**Exercise goal:**
Pick out every line in the listing below that contains the word "jersey" and copy each of those lines.

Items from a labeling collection
▬▬▬▬▬▬▬▬▬▬

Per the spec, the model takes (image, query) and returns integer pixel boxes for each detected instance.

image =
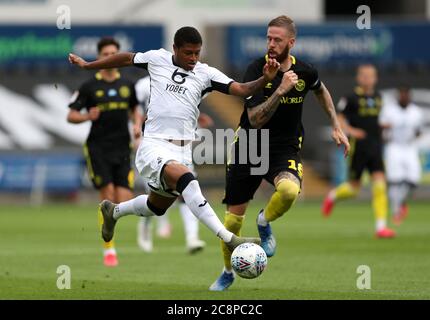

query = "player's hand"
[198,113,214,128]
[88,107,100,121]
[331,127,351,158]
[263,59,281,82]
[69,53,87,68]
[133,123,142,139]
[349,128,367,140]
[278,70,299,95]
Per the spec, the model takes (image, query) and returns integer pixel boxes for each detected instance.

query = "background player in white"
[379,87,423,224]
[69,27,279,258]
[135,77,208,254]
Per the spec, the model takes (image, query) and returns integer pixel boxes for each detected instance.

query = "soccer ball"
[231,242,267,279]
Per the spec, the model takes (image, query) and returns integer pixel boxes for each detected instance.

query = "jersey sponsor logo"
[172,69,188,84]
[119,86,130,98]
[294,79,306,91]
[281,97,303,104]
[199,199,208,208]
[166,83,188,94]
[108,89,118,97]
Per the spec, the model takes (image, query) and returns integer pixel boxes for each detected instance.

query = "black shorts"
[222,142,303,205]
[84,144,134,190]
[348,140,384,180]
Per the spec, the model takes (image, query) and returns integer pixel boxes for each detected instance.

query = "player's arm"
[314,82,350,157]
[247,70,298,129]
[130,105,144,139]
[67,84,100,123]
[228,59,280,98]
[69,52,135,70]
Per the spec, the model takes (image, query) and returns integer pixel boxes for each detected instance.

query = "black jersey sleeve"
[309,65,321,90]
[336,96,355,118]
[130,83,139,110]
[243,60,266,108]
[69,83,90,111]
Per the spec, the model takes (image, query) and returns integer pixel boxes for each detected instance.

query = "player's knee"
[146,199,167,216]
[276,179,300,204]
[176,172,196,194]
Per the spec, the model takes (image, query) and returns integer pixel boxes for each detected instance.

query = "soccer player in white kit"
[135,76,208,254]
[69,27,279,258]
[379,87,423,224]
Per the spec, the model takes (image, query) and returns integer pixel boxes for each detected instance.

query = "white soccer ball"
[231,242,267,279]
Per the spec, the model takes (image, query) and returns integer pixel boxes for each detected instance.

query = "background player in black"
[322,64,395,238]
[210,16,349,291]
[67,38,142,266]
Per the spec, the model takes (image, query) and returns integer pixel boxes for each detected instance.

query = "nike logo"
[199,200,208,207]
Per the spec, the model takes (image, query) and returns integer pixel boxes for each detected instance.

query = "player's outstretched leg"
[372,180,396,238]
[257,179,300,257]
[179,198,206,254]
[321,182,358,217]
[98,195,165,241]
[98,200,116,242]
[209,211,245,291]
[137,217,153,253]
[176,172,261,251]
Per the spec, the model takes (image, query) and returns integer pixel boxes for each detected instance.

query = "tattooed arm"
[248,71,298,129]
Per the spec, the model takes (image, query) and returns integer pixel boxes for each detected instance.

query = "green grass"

▬▬▬▬▬▬▬▬▬▬

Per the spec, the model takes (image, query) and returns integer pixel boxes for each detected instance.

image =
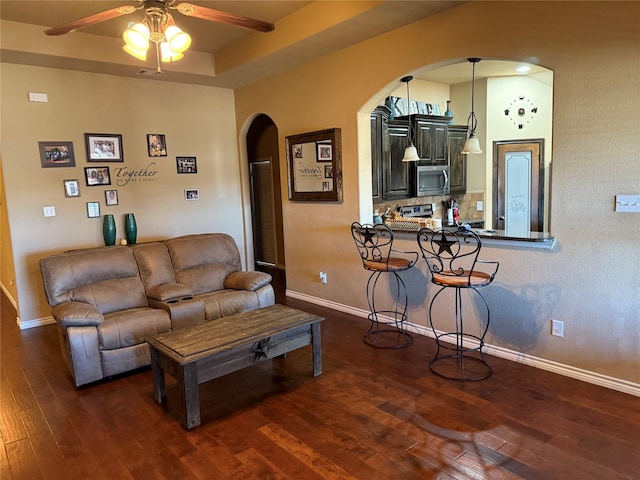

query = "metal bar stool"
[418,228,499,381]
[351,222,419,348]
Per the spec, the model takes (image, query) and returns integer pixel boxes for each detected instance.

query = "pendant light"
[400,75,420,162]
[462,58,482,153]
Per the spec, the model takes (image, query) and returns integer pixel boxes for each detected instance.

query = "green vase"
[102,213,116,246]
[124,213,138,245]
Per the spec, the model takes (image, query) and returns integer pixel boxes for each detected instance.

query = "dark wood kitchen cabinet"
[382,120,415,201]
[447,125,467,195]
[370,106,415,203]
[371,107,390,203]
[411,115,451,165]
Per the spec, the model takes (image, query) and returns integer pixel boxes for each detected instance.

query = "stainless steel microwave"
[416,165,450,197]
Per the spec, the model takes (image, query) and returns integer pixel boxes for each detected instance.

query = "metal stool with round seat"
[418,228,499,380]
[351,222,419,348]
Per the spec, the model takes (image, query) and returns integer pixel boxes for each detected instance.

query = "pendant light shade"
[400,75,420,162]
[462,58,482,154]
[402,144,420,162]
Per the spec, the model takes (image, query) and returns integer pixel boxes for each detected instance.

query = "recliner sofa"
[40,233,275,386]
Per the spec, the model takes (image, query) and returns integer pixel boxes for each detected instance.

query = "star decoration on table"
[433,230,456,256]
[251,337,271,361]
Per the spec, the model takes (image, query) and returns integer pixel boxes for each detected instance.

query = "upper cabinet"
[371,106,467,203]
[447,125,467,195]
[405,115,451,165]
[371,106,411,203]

▬▬▬▬▬▬▬▬▬▬

**Result:**
query = "jersey sponsor logo"
query = "black jersey sleeve"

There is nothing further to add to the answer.